Copy the lines below, changing every "largest disc" to "biggest circle" and leaving everything else untouched.

=== RECORDED DATA ===

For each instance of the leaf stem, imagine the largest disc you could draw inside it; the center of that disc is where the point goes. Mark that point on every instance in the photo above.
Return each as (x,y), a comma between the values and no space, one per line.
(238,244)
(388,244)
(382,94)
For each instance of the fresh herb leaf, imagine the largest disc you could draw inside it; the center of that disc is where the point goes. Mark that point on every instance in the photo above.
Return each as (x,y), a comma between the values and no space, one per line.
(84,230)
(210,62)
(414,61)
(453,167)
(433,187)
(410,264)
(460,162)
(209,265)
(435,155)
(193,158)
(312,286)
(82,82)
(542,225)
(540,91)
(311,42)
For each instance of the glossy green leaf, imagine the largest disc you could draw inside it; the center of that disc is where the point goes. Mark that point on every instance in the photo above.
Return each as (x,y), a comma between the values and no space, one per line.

===

• RESULT FOR THIS TASK:
For each instance of the leaf stem, imagine the biggest circle you could draw inside it; the center of that disc is where the point goes. Mark that point on every instance in the photo above.
Return each as (x,y), a comma between the values and no space, one per line.
(238,244)
(388,244)
(382,94)
For each instance of the fresh herb leaf, imagine the biggest circle you could draw inside it; the center of that disc is where the point goes. Mark that point on every instance in the photo above.
Return each as (x,y), a comma between the values and no space, one per line.
(84,230)
(210,62)
(414,61)
(453,167)
(433,187)
(410,264)
(460,162)
(209,265)
(435,155)
(193,158)
(312,286)
(82,82)
(542,225)
(540,91)
(311,42)
For each instance of the glossy green leaf, imagine the biggest circle you could draw inside it; the center of that disc is where the point goes. Mark that point on every instance in the photo above.
Return each as (x,y), a comma between the values and no space, one per line.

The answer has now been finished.